> **Written exercise**
Report, copied in full, each line of the material below that contains the string "green".

(Source records)
□ □ □ □ □

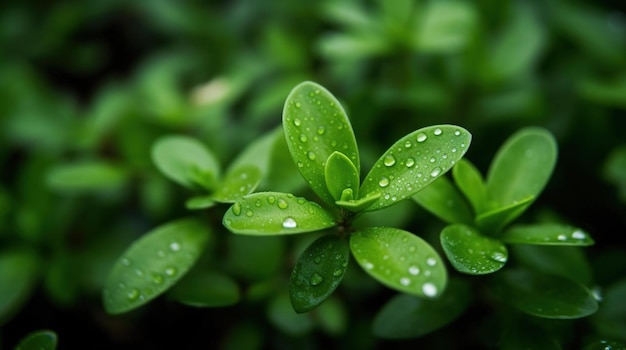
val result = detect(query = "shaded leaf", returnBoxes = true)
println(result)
[500,223,594,246]
[152,135,220,190]
[350,227,448,298]
[372,279,472,339]
[289,234,350,313]
[440,225,509,275]
[492,269,598,319]
[283,81,360,204]
[360,125,472,211]
[222,192,337,235]
[413,176,474,225]
[102,219,209,314]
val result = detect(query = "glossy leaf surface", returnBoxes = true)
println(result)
[360,125,472,211]
[350,227,448,298]
[152,135,220,190]
[487,127,557,207]
[103,219,209,314]
[15,330,57,350]
[492,270,598,319]
[413,176,474,225]
[283,81,360,208]
[289,234,350,313]
[222,192,337,235]
[500,223,594,246]
[372,280,472,339]
[440,225,509,275]
[324,152,360,201]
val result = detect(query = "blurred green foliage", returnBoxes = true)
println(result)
[0,0,626,349]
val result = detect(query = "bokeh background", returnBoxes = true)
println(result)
[0,0,626,349]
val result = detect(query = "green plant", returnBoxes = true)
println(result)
[223,82,471,312]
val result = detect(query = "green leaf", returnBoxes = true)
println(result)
[413,175,474,225]
[452,159,490,215]
[213,165,261,203]
[360,125,472,211]
[372,279,472,339]
[492,269,598,319]
[289,234,350,313]
[283,81,360,204]
[324,152,360,201]
[167,271,240,307]
[0,249,40,325]
[440,225,509,275]
[152,135,220,190]
[222,192,337,235]
[487,127,557,209]
[350,227,448,298]
[103,219,209,314]
[15,330,57,350]
[46,160,128,193]
[500,223,594,246]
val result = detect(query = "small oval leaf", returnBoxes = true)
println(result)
[350,227,448,298]
[283,81,360,204]
[492,269,598,319]
[103,219,209,314]
[440,225,509,275]
[324,152,360,201]
[289,235,350,313]
[213,165,261,203]
[413,176,474,225]
[222,192,337,235]
[152,135,220,190]
[360,125,472,211]
[487,127,557,207]
[500,223,594,246]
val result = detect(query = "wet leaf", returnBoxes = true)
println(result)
[492,269,598,319]
[350,227,448,298]
[324,152,360,201]
[487,127,557,211]
[360,125,472,211]
[102,219,209,314]
[500,223,594,246]
[213,165,261,203]
[283,81,360,204]
[440,225,509,275]
[222,192,337,235]
[289,234,350,313]
[372,279,472,339]
[15,330,57,350]
[152,135,220,190]
[413,176,474,225]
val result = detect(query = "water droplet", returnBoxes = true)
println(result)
[422,282,437,297]
[126,288,139,301]
[283,217,298,228]
[383,154,396,166]
[278,198,289,209]
[309,272,324,286]
[232,202,241,216]
[378,176,389,187]
[170,242,180,252]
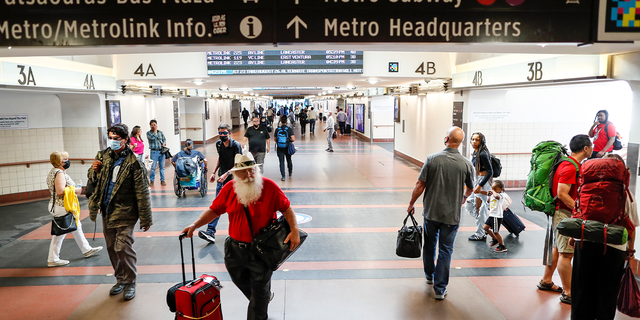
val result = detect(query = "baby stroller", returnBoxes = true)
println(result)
[173,157,207,198]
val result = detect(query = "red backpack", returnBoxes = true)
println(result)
[573,158,629,226]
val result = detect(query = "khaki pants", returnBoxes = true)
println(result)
[102,217,138,284]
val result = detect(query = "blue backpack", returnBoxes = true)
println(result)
[276,127,289,148]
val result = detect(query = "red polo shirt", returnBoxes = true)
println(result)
[209,177,291,242]
[551,157,580,212]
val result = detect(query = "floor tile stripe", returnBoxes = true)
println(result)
[0,259,540,278]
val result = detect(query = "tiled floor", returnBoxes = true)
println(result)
[0,126,626,320]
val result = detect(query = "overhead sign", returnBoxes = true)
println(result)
[0,114,29,130]
[598,0,640,41]
[452,55,606,88]
[0,0,596,46]
[207,50,362,75]
[0,61,117,91]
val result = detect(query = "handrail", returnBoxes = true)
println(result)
[0,158,95,168]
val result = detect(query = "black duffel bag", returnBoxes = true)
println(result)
[396,209,422,258]
[244,207,307,271]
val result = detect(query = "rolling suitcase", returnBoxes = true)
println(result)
[344,123,351,134]
[167,234,222,320]
[502,209,524,237]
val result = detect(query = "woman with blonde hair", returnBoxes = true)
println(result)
[47,151,102,267]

□ □ □ □ □

> **Result of the task**
val result = detect(query = "blurred green foliage", returnBoxes = true)
val result = detect(query = "green plant", returnBoxes = true)
val result = detect(query = "green leaf", returnBoxes = true)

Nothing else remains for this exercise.